Where pictures appear, omit them, and copy exactly only the lines from the start of the listing through the line containing "Spot the side mirror.", both included.

====================

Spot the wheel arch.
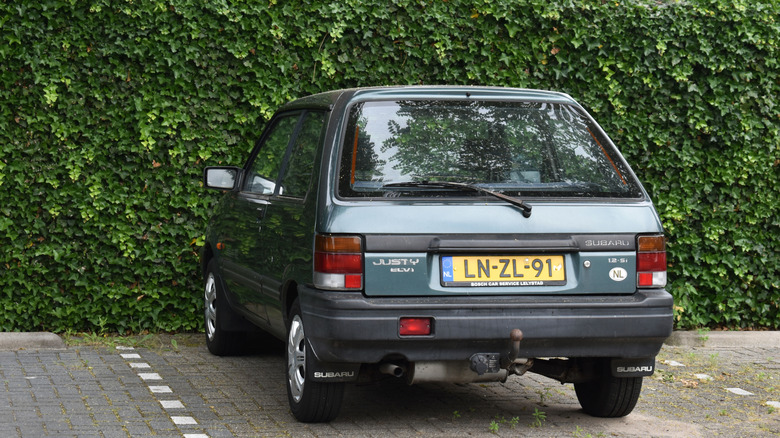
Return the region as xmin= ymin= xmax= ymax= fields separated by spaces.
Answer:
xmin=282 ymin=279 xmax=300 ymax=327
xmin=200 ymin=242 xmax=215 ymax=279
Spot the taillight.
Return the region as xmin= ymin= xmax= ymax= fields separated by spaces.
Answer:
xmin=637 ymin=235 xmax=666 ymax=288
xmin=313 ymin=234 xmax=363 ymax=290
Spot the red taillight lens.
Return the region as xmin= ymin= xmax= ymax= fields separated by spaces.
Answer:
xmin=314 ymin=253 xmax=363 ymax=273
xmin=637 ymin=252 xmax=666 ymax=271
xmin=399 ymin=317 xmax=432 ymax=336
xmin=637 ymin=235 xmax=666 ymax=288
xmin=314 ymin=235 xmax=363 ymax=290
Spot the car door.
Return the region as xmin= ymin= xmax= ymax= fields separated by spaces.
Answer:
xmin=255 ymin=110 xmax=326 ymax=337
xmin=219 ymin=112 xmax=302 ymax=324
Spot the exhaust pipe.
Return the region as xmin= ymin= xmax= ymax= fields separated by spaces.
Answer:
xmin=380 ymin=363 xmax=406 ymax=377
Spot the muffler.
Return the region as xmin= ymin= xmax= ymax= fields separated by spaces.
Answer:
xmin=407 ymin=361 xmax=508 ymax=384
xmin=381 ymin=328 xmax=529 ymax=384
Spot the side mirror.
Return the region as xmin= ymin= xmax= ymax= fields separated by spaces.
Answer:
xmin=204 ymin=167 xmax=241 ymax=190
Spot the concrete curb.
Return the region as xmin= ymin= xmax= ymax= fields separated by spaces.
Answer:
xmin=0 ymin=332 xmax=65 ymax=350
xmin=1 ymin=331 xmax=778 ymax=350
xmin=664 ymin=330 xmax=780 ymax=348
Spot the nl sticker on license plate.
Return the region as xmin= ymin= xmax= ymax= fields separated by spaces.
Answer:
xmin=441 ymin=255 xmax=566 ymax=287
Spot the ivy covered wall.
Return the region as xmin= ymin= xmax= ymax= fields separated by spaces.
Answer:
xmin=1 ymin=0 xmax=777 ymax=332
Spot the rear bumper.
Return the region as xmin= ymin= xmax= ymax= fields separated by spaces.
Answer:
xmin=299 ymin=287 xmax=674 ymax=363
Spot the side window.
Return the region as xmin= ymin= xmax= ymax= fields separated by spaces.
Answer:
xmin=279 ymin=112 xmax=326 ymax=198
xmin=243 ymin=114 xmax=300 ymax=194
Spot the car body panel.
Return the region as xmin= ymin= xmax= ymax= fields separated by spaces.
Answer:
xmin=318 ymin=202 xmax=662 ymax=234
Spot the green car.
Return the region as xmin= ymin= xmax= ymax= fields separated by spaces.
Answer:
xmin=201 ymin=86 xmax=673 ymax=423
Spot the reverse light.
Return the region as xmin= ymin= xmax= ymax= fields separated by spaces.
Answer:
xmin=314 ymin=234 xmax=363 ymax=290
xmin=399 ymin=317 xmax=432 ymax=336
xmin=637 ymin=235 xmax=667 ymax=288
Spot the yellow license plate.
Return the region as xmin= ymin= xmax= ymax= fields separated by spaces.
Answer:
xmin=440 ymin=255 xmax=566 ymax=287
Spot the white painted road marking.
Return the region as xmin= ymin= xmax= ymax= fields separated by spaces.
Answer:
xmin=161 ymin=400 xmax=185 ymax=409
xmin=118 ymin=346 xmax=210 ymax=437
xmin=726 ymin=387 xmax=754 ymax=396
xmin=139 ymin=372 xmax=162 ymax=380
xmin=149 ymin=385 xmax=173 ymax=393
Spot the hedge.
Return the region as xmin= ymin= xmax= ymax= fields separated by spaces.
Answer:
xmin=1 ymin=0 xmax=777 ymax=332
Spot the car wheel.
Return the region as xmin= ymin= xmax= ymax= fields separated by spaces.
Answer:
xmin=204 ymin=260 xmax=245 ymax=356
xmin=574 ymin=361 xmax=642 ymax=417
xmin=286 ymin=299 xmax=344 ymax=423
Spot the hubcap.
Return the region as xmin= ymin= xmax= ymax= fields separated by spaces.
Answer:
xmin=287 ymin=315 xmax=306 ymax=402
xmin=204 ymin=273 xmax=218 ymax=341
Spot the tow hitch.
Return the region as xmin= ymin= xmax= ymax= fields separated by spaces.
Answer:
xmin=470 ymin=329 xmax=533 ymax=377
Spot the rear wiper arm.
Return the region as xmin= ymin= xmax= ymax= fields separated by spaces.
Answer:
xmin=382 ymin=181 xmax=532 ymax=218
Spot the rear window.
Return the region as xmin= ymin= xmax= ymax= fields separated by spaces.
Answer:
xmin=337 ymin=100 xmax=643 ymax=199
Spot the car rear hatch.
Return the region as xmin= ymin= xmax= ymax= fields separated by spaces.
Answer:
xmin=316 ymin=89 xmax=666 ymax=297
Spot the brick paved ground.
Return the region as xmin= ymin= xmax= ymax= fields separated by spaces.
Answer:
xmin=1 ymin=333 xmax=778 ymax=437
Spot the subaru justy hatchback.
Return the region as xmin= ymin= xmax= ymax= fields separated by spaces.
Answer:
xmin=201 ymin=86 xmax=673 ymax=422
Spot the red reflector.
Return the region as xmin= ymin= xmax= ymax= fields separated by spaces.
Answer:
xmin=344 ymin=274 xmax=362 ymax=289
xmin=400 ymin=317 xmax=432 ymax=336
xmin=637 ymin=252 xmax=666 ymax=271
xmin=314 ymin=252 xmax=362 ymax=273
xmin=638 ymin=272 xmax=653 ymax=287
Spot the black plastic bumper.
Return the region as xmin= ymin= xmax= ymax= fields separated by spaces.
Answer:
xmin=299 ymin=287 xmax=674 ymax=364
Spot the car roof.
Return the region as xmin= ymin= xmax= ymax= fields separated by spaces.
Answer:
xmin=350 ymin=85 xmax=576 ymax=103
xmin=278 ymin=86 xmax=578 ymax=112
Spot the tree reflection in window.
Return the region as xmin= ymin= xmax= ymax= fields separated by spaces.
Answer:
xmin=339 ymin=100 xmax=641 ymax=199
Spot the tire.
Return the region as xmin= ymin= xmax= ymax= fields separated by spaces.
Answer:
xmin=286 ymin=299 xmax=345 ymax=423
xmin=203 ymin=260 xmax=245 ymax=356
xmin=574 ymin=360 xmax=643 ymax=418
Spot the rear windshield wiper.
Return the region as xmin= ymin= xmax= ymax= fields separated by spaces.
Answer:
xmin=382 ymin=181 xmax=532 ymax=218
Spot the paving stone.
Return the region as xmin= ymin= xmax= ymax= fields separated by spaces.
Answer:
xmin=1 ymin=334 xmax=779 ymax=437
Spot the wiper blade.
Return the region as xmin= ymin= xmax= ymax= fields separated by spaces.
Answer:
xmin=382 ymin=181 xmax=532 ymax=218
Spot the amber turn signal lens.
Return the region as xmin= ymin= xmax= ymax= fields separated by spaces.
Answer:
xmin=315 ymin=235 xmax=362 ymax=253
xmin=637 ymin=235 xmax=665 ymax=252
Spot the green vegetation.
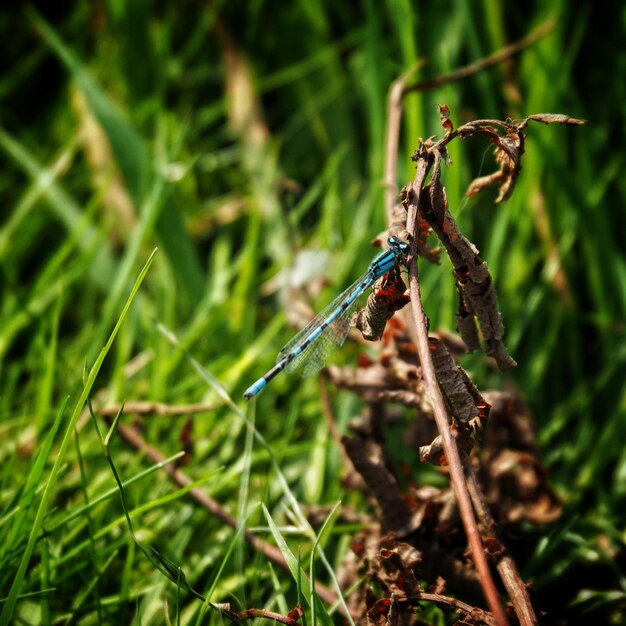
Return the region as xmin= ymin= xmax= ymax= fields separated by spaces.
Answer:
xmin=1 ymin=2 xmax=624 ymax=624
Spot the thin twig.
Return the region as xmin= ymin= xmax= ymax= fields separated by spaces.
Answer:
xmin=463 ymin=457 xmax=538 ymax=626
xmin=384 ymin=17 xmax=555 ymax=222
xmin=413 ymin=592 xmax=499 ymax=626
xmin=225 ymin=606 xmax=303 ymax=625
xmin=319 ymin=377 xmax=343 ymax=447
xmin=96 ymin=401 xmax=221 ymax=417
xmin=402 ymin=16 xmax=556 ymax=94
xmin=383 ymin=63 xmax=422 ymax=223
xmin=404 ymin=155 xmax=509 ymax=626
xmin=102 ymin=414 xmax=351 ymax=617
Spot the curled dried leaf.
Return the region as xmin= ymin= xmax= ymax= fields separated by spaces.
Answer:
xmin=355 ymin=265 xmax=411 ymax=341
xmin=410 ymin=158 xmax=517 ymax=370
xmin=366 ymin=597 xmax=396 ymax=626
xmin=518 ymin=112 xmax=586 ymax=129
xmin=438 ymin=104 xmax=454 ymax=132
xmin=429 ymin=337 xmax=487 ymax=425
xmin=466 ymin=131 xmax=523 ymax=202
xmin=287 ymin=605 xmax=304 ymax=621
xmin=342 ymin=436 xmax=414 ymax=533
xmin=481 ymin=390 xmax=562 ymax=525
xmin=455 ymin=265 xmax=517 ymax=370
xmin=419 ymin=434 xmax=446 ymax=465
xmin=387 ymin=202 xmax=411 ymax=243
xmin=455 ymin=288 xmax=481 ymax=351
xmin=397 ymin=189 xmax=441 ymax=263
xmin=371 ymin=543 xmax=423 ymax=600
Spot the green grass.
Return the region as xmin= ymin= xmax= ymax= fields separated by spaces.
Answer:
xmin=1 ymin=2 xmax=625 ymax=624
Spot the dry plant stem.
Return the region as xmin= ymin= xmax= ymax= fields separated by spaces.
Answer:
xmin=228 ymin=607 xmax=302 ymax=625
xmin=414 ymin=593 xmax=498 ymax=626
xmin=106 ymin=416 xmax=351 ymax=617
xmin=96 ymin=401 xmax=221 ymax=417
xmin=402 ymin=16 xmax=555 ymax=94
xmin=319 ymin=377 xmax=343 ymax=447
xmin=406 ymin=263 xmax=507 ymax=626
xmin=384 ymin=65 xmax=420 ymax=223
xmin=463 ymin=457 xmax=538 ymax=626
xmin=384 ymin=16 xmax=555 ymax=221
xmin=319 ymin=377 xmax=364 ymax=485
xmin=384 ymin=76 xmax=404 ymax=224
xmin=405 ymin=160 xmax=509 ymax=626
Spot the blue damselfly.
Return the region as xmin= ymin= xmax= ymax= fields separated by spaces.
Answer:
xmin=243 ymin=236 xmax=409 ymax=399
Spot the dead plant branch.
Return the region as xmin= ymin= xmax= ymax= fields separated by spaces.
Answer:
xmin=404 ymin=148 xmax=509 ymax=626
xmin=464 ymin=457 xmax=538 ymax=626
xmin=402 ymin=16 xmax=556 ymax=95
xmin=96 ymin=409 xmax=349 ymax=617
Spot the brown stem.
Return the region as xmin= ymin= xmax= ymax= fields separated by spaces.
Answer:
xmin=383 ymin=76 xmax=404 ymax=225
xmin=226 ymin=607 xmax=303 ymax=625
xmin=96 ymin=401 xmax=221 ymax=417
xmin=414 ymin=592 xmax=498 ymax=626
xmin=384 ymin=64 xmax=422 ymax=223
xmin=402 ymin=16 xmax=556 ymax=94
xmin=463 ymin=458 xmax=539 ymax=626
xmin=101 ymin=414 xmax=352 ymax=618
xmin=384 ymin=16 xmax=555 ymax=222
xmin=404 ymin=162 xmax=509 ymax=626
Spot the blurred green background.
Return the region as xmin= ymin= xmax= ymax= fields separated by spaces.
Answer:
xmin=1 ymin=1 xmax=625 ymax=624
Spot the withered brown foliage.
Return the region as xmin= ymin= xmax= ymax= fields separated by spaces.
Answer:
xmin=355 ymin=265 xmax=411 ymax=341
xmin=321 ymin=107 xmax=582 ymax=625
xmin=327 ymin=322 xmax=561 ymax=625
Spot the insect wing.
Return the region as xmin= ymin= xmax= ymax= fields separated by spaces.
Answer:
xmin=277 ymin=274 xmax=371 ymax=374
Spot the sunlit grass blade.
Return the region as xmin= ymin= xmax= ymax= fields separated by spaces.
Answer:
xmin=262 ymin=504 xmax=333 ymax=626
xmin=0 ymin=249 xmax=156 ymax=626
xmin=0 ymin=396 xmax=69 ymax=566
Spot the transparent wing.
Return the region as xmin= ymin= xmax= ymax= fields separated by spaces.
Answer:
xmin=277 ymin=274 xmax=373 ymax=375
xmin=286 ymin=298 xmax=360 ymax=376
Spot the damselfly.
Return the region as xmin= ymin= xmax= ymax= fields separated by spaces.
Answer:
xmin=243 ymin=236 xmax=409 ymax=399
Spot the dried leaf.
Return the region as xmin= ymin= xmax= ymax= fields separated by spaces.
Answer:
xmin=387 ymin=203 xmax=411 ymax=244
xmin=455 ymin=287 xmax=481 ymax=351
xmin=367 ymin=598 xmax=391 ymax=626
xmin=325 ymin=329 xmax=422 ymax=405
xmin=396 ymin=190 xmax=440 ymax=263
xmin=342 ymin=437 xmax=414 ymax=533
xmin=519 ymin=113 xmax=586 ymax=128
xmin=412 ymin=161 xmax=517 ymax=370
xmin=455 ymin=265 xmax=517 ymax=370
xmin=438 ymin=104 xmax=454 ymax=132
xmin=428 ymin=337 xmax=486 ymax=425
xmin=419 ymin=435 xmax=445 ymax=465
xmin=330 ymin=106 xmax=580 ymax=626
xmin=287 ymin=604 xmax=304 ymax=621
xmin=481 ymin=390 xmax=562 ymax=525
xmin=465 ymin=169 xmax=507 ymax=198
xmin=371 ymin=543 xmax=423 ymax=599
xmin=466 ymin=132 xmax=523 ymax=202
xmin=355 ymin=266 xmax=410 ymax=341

====================

ANSWER TO THE EXERCISE
Spot the wheel arch.
Return the region as xmin= ymin= xmax= ymax= fields separated by spaces.
Answer:
xmin=282 ymin=279 xmax=300 ymax=327
xmin=200 ymin=242 xmax=215 ymax=279
Spot the taillight.
Return the region as xmin= ymin= xmax= ymax= fields separated by spaces.
Answer:
xmin=637 ymin=235 xmax=666 ymax=288
xmin=313 ymin=234 xmax=363 ymax=290
Spot the red taillight lens.
Return the region as xmin= ymin= xmax= ymax= fields separated by spaces.
Answer:
xmin=314 ymin=253 xmax=363 ymax=273
xmin=637 ymin=252 xmax=666 ymax=271
xmin=399 ymin=317 xmax=432 ymax=336
xmin=637 ymin=235 xmax=666 ymax=288
xmin=314 ymin=235 xmax=363 ymax=290
Spot the car door.
Return the region as xmin= ymin= xmax= ymax= fields separated by spaces.
Answer:
xmin=255 ymin=110 xmax=326 ymax=337
xmin=219 ymin=112 xmax=302 ymax=324
Spot the exhaust pipe.
Return the region as xmin= ymin= xmax= ymax= fields separated by spaces.
Answer:
xmin=380 ymin=363 xmax=406 ymax=377
Spot the muffler.
Return the region as xmin= ymin= xmax= ymax= fields separated by spaces.
Answer:
xmin=407 ymin=361 xmax=508 ymax=384
xmin=381 ymin=328 xmax=529 ymax=384
Spot the side mirror.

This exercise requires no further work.